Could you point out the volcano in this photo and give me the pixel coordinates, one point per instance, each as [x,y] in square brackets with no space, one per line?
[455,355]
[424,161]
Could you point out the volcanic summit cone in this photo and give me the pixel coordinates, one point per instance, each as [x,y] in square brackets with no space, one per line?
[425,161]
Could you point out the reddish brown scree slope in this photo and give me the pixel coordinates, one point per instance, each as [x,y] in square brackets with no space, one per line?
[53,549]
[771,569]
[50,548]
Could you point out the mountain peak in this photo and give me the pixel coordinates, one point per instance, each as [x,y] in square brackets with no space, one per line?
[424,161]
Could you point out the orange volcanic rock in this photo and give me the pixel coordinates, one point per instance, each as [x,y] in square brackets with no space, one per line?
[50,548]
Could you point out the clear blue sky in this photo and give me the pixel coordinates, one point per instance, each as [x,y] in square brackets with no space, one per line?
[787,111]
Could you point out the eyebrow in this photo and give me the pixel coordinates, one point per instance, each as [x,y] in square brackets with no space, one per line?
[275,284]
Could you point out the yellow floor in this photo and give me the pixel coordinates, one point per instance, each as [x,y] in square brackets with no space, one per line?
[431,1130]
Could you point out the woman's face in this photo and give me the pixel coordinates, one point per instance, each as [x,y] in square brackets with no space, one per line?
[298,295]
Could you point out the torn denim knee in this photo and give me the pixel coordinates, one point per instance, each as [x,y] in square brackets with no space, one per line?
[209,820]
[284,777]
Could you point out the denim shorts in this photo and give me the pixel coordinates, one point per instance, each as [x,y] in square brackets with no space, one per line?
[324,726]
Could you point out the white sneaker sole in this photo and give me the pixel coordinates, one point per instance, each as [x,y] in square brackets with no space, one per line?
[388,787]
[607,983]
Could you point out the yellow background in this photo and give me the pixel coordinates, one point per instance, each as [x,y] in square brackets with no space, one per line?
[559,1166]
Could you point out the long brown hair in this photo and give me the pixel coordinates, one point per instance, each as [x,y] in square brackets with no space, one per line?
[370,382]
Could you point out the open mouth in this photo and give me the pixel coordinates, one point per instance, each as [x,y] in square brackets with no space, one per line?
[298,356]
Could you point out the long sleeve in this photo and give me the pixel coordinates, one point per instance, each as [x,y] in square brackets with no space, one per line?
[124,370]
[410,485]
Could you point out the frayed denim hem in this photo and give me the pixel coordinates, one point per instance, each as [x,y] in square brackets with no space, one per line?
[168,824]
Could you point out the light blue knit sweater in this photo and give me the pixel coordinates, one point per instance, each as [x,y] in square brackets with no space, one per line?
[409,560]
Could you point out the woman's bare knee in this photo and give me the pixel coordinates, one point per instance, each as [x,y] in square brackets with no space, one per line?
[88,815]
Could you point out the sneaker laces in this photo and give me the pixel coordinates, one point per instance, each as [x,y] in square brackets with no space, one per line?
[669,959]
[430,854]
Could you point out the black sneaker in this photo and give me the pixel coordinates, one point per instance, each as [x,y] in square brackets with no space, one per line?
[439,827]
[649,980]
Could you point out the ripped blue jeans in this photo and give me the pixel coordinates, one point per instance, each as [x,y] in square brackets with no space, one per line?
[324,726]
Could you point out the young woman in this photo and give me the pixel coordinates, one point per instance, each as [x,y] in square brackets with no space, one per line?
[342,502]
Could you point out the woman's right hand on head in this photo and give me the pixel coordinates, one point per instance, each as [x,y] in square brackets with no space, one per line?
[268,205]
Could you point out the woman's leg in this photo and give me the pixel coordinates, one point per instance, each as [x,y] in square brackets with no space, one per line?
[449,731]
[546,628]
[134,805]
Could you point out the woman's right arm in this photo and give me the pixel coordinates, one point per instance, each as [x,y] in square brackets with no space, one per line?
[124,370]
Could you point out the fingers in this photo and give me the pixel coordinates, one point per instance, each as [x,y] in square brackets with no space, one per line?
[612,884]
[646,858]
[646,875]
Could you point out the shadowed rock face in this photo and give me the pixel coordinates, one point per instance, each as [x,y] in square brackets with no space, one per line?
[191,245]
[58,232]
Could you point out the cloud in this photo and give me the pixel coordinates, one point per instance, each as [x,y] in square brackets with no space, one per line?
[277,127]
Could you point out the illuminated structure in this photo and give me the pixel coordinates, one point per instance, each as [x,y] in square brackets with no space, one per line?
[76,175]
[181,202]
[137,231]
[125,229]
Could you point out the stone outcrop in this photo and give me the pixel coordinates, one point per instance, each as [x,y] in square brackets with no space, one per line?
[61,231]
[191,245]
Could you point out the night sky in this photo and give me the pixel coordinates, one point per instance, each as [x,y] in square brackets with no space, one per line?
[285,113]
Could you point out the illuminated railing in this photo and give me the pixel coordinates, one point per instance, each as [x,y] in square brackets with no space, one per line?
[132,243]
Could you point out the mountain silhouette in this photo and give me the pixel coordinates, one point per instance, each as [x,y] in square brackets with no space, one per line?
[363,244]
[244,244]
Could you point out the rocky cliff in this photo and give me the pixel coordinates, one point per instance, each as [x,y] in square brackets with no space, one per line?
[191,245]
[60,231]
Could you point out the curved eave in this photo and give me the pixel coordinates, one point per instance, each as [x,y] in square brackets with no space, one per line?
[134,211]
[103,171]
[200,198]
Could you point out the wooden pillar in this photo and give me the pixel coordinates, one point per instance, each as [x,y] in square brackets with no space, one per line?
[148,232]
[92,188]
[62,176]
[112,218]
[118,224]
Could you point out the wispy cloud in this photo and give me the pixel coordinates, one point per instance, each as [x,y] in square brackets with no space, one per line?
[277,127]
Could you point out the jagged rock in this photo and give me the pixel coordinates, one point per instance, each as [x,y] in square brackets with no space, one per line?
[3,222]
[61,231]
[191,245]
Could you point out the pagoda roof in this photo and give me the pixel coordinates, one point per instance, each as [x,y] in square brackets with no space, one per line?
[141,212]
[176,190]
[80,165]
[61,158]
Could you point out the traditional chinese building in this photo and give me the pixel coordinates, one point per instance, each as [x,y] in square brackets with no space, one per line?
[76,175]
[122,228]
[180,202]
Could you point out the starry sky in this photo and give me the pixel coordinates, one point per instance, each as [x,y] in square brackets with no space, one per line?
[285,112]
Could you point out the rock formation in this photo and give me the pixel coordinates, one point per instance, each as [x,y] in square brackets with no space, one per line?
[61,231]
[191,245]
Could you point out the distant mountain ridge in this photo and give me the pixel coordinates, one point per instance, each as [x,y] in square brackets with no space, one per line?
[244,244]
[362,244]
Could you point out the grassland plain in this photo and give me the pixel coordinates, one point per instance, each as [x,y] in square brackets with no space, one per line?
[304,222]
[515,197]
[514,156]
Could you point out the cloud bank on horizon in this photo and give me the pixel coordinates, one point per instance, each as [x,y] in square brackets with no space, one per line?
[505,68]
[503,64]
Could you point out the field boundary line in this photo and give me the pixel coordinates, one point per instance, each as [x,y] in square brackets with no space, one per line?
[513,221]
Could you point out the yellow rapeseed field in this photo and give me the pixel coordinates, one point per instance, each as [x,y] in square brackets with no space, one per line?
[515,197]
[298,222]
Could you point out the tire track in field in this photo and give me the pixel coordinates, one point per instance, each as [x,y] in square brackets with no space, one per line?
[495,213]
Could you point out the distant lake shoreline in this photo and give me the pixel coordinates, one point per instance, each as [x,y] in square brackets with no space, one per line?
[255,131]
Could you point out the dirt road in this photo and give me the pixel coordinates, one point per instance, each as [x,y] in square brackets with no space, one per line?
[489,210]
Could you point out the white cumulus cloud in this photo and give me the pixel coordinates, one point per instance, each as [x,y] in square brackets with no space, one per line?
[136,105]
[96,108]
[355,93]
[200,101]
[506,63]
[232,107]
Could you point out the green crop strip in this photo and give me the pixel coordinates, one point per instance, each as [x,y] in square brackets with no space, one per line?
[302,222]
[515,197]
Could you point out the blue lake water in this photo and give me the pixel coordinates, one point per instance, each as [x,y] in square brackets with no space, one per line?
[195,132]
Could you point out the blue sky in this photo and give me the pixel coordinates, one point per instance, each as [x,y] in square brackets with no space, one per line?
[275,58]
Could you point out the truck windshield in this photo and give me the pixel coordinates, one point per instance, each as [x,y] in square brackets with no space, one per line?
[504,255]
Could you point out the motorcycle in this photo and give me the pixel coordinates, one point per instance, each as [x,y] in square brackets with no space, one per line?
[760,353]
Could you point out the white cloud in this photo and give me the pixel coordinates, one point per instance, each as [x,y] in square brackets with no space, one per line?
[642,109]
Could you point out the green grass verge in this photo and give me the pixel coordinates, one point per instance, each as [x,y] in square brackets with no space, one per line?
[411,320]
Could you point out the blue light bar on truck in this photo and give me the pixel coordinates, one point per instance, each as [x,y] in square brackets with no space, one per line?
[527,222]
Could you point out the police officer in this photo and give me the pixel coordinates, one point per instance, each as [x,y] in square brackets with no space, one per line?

## THE PROBLEM
Leave out every line before the one containing "Could you point out the blue lake"; set down that line and all remaining lines of the material exactly.

## TASK RESULT
Could you point out the blue lake water in this photo and give me the pixel coordinates, one point per instance, each as [x,y] in square brackets with no space, one per line?
[195,132]
Could you point out the blue sky in this photo and give me the pixel coordinates, one point per instance, each as [x,y] in square brackets with no space, one per line?
[275,58]
Could you point out the truck windshield in this photo and give me the pixel coordinates, one point per instance, each as [x,y] in square brackets with no space, one per line?
[504,255]
Could you point out the motorcycle in this photo and give me the pixel coordinates, one point per instance, each as [x,y] in square brackets with no space, one per line?
[760,353]
Could you point out the white cloud in this photo and give me the pixel coordinates, one point per instance, each as [x,y] in square brackets with no space, one per line?
[642,109]
Could you point out the green grass verge in this photo and give me the pixel coordinates, one point per instance, each as [x,y] in square brackets with no space, one per line?
[411,320]
Could you point out the blue light bar on truck in this photo and give me the pixel coordinates, one point per instance, each as [x,y] in square brackets with no space, one per line?
[527,222]
Could you point out the police officer in this photo and give me the pixel coordinates, one point per instance, each as [x,y] in square brackets with no space, one per line?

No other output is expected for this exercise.